TEXTE SOURCE:
Le symbole dont le peuple palestinien a besoin

La Cisjordanie d’aujourd’hui est radicalement différente de ce qu’elle était il y a seulement un an. Ces dernières semaines, il se passe rarement une journée sans une opération de tirs sur des cibles militaires ou des colons israéliens, et rarement une journée se termine sans qu‘Israël ait assassiné ou arrêté quantité de Palestiniens.

Abu Raad représente le symbole dont les Palestiniens ont besoin pour cette nouvelle étape. Père de deux martyrs exécutés par Israël, il s’est montré à la hauteur de la situation en approuvant stoïquement l’héroïsme de ses fils, devenant un personnage public révéré.

Fathi Khazem flanqué de combattants de Jénine alors qu’il parle à un rassemblement pour le 35ème anniversaire de la création du mouvement du Jihad Islamique, le 6 octobre 2022 à Jénine. (Photo : APA images)

 

Si cela ne suffisait pas, il a également défié l’ordre militaire israélien de se rendre et, lorsqu’il est sorti pour parler à la foule des gens rassemblés devant chez lui après l’assassinat de Raad Khazem, son défi et son stoïcisme ont fait de lui une cible immédiate.

Mais il y a un autre facteur important pour ses ennemis coloniaux derrière la notoriété d’Abu Raad – il travaillait auparavant dans les services de sécurité de l’AP, ce qui veut dire qu’il faisait partie du mécanisme dont les Israéliens et les Américains avaient imaginé qu’il empêcherait toute future Intifada. Pourtant, son nouveau rôle social et le personnage de la résistance et la résistance révolutionnaire qu’il a incarnée est à l’opposé complet du résultat prévu dans les intentions israéliennes et américaines. L’histoire a de ces paradoxes.

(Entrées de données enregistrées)
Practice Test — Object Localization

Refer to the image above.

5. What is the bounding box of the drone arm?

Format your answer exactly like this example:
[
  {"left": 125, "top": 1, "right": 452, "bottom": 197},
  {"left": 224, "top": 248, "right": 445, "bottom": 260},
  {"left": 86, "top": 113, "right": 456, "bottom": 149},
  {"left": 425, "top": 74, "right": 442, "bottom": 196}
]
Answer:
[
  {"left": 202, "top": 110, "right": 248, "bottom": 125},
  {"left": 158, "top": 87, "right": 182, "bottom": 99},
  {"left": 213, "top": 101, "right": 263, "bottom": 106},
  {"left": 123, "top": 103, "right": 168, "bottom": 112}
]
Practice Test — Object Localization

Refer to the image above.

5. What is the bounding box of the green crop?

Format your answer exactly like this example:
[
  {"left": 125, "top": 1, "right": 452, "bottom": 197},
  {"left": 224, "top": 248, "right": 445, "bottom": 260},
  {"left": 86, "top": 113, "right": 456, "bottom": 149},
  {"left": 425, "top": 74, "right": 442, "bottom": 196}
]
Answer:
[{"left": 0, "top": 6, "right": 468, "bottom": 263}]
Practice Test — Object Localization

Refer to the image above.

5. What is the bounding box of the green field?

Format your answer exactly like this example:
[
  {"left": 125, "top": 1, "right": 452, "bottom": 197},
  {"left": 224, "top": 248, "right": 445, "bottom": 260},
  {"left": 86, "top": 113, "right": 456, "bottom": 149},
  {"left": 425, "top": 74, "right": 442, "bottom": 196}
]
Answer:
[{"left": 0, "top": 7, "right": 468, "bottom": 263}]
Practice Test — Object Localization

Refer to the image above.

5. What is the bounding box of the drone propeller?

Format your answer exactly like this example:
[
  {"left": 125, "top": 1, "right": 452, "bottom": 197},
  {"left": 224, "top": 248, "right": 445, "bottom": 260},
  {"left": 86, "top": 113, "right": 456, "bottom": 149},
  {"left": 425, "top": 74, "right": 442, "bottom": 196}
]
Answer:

CONSIGNE DE TRAVAIL A: Dans le texte sur Abu Raad, reprenez le passage allant de « Le symbole dont le peuple » jusqu'à « quantité de Palestiniens. » et mettez-le à jour en remplaçant « Cisjordanie » par « région ».
CONSIGNE DE TRAVAIL B:
Répondez aux questions suivantes à partir du texte sur Abu Raad.
(i) De combien de martyrs exécutés par Israël Abu Raad est-il le père ?
(ii) À quel anniversaire correspond le rassemblement de Jénine mentionné dans la légende de la photo ?
(iii) Dans quels services Abu Raad travaillait-il auparavant ?
CONSIGNE DE TRAVAIL C: Poursuivez le texte sur Abu Raad à partir de l'endroit où il s'arrête.

ZONE DE RÉPONSE A:
Le symbole dont le peuple palestinien a besoin

La région d’aujourd’hui est radicalement différente de ce qu’elle était il y a seulement un an. Ces dernières semaines, il se passe rarement une journée sans une opération de tirs sur des cibles militaires ou des colons israéliens, et rarement une journée se termine sans qu‘Israël ait assassiné ou arrêté quantité de Palestiniens.

ZONE DE RÉPONSE B:
(i) Il est le père de deux martyrs.
(ii) Il s'agit du 35e anniversaire de la création du mouvement du Jihad Islamique.
(iii) Il travaillait dans les services de sécurité de l'AP.

ZONE DE RÉPONSE C:
En tant qu’ancien employé de sécurité de l’AP, Khazem devient aussi une représentation de l’unité et ses appels à ses collègues d’autrefois dans les services de sécurité de l’AP à combattre l’armée israélienne jouissent d’une autorité dont Khazem est le seul à pouvoir disposer.

Les requêtes de Khazem ne sont pas non plus tombées dans des oreilles de sourds. Les rapports des médias israéliens signalent la participation croissante de membres de l’appareil de sécurité dans les opérations de tirs.

Ce fait représente un cauchemar sécuritaire pour l’armée, qui a misé sur la coopération continue de l’AP avec Israël en ce qui concerne la sécurité pour maintenir gratuitement l’occupation israélienne.

Et plus important, la reconnaissance par Israël du pouvoir des symboles palestiniens le conduit à les éliminer et les taire, parce que l’un des facteurs les plus importants pour prévenir la résurgence de la résistance, c’est non seulement l’absence d’armes – mais aussi l’absence d’exemples vivants qui inspirent de nouvelles façons de résister.

Ibrahim al-Nabulsi était lui aussi un symbole, bien qu’il n’ait jamais vécu le combat contre l’Opération Bouclier de Défense. Les vidéos où on le voit armé et encourageant la résistance sont devenues localement virales, tandis qu’il devenait rapidement un personnage avec lequel la jeunesse palestinienne s’est fortement identifiée. Il a inspiré une affinité dont aucun responsable de l’AP n’a été capable de rassembler les caractéristiques. Naturellement, il est devenu lui aussi une cible de l’occupation.

La réponse des médias israéliens à la notoriété croissante de Fathi Khazem est révélatrice. Israel Hayom a publié un rapport complet sur Khazem, intitulé « La Naissance d’un Nouveau Héro », faisant des commentaires sur sa capacité à inspirer le respect d’une large partie du public palestinien, qui « le perçoit comme un chef de file ». Le rapport se poursuit en faisant remarquer que « ]les Palestiniens] ne voient personne d’autre qui oserait défier Israël et l’Autorité Palestinienne d’une façon aussi ouverte et audacieuse ».

Abu Raad est maintenant une cible mouvante, et l’avenir dira ce qu’Israël lui réserve. Une chose, cependant, est sure – quoique Israël puisse faire, l’arrêter ou l’assassiner, Fathi Khazem a établi un nouvel exemple de ce que cela signifie de défier le colonisateur.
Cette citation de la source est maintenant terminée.